Exercise directions: Copy out, word for word, the part of the forum thread on mission mistakes from "7. The Mistake" to "rethink missionary commitment.".

Source extract:
==========

7. Short-term "missionaries" (i.e. kids or adults on a mini-vacation/exposure trip) ISN'T missionary-work. Let's stop calling them after the name of called ministers of the gospel and their assistants.

8. What does "business" have to do with "missionary"? Seems like this problem is with missionaries (of whatever sort) getting their priorities mixed up.

9. I am happy with medical-mission work, but no proper mission begins with Rx, and Christ come afterward. And it is not the church's job to raise sanitation levels. I expect mission-work to result in better sanitation, but that's because really changed lives translate into changed society. If society isn't changed, perhaps it isn't that the message needs to be changed from "Christ" to "sanitation," but rather that preaching "Christ" has NOT BEEN the message of about 90% of the missionary-labor for the past century.

10, 11, 12. Here, we are just getting farther and farther away from anything recognizable as biblical mission...


----------



## jambo (Mar 18, 2010)

1. The Mistake of Starting Bible Schools, and not Universities
I thought the great commission was to make disciples of all nations and to teach them all things Christ has commanded. The focus of mission is to plant churches not colleges

2. The Mistake of Only “Salvation in Heaven,” not of helping God's “Kingdom on Earth”
I think this is a mistake a lot of churches here in the west make and not just in the missionfield.

5. The Mistake of Insisting that Devout Followers of Jesus Call Themselves “Christians” and Identify with the Western Church
I think this is a problem and particularly so in the Islamic world. Christians in Asia, Africa or wherever should be called Christians but their churches should reflect the Indian, African etc culture rather than western culture

6. The Mistake of Sending Only Money, Not Missionaries
Definitely. Sending money is for some a substitute for not going

7. The Mistake of Sending Short-Termers, Not Long-Termers
I think short termers have a valid role to play on the mission field and can be a great encouragement. However this thinking has usurped the need for long term workers. Some feel they can do short term work and that is their bit for the kingdom over. I think a lot in the west need to rethink missionary commitment.


----------



## Covenant Joel (Mar 18, 2010)

Contra_Mundum said:


> The premise of the article seems off. They are criticizing such a huge picture, that they end up saying very little to people who have "stuck to their knitting" over the decades.

==========

Records shown:
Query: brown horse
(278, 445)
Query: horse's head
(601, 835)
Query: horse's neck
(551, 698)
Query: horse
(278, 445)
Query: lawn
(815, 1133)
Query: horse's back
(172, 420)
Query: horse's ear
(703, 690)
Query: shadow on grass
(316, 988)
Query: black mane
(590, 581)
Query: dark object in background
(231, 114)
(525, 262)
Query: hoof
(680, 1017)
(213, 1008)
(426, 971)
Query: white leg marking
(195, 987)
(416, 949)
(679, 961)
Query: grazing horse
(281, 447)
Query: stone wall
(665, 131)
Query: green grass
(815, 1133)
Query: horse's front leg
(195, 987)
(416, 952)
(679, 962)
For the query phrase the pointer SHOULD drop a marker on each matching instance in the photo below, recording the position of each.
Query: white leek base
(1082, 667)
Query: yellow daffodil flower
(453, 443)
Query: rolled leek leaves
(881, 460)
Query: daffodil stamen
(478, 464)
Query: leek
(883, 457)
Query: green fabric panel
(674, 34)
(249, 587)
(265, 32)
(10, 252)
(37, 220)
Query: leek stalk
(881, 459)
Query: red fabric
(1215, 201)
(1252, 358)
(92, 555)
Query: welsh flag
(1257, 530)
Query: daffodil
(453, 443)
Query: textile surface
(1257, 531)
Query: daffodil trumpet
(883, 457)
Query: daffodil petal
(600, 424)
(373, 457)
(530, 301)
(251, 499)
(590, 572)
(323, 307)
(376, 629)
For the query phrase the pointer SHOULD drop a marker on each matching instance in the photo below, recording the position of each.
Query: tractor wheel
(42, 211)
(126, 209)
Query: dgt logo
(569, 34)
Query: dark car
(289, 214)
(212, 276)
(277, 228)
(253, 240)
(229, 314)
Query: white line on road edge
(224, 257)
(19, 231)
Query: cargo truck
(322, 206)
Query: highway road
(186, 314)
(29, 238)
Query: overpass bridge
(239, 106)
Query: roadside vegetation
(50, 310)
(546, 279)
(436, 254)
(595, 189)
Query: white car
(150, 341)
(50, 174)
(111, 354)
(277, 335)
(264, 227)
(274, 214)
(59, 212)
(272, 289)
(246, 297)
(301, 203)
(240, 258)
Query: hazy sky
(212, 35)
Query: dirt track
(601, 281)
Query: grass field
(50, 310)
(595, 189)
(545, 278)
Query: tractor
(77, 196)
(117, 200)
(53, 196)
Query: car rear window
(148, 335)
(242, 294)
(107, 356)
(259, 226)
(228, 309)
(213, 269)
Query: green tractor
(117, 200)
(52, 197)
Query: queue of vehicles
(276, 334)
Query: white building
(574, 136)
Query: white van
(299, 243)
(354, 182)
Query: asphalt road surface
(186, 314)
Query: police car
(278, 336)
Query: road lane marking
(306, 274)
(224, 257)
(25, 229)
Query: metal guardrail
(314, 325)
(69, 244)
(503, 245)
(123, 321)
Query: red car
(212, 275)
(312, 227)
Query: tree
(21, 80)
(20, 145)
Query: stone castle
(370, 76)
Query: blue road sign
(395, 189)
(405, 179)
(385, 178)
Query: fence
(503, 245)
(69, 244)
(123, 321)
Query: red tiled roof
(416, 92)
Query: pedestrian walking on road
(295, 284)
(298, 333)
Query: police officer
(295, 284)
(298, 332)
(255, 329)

==========

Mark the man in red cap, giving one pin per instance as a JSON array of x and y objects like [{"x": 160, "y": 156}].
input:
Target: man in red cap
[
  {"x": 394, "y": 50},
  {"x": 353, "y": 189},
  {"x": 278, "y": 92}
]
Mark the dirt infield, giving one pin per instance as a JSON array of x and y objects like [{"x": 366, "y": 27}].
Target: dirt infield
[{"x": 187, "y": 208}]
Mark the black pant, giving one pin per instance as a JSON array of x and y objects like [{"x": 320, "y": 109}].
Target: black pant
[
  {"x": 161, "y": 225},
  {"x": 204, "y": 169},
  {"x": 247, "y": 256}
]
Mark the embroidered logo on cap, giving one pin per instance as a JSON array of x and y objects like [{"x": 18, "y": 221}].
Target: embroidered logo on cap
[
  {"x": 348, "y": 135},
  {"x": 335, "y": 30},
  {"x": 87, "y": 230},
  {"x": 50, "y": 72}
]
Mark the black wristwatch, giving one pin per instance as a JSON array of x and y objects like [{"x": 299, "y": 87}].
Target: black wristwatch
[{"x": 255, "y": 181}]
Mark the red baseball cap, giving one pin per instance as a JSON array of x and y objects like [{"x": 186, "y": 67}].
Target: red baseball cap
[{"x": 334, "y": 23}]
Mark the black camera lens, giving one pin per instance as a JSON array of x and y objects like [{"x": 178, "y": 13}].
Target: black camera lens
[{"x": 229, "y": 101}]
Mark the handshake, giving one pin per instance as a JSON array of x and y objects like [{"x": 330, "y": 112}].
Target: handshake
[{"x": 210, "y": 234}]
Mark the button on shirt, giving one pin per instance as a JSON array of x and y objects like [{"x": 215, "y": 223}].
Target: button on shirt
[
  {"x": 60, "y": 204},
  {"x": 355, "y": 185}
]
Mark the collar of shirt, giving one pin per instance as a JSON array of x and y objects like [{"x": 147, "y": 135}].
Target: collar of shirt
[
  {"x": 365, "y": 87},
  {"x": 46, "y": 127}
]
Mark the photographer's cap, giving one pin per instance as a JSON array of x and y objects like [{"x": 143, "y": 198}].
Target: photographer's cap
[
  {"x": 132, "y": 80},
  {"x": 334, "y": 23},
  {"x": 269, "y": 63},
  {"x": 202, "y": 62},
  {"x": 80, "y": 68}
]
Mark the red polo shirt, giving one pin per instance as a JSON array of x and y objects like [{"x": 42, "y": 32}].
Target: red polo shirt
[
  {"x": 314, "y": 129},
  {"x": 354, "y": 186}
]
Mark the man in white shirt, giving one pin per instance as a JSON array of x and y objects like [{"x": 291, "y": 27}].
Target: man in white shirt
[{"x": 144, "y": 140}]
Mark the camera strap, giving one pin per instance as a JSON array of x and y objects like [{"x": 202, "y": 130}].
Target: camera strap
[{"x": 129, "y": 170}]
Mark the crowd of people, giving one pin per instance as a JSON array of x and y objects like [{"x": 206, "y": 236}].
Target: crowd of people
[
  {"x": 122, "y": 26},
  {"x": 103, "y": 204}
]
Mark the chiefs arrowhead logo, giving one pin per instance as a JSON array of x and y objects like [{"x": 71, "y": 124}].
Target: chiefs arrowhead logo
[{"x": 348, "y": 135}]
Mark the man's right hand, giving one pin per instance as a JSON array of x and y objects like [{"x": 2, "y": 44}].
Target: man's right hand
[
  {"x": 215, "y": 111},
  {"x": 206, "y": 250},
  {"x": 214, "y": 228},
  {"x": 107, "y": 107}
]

==========

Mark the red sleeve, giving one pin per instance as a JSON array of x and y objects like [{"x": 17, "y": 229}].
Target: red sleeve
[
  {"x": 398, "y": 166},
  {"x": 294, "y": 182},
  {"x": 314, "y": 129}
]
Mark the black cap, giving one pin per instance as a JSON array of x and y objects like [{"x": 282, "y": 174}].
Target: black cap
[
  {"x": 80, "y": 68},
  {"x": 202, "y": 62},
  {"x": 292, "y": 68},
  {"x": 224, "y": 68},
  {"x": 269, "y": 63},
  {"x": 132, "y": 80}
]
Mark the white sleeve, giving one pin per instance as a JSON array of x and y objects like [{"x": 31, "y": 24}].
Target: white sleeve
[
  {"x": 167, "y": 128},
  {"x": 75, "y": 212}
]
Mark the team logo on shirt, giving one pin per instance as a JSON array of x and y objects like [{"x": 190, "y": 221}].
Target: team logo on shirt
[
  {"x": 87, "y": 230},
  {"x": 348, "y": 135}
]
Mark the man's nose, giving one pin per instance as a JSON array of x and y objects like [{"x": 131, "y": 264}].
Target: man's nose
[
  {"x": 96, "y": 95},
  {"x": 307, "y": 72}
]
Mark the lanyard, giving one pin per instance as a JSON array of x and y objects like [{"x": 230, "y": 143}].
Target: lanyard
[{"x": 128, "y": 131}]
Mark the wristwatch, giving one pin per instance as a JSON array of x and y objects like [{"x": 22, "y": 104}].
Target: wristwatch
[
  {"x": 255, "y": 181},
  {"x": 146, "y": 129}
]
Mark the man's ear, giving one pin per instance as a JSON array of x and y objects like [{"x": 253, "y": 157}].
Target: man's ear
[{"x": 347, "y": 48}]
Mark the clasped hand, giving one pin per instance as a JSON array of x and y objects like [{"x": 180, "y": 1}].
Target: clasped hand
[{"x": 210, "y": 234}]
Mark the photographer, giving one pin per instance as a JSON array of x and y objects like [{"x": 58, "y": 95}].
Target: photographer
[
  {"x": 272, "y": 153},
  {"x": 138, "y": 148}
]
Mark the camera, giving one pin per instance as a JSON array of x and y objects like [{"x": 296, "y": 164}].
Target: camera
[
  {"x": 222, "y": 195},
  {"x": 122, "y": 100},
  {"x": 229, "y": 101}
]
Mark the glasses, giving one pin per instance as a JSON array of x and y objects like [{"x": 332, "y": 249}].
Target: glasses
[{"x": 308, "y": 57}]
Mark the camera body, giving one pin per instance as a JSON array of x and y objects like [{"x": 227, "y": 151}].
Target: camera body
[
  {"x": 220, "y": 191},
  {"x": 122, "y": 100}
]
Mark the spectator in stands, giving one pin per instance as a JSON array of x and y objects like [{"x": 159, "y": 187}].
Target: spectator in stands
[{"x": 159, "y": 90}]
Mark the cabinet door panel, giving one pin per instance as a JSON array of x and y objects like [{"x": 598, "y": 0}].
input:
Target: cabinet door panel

==========

Answer box:
7. The Mistake of Sending Short-Termers, Not Long-Termers
I think short termers have a valid role to play on the mission field and can be a great encouragement. However this thinking has usurped the need for long term workers. Some feel they can do short term work and that is their bit for the kingdom over. I think a lot in the west need to rethink missionary commitment.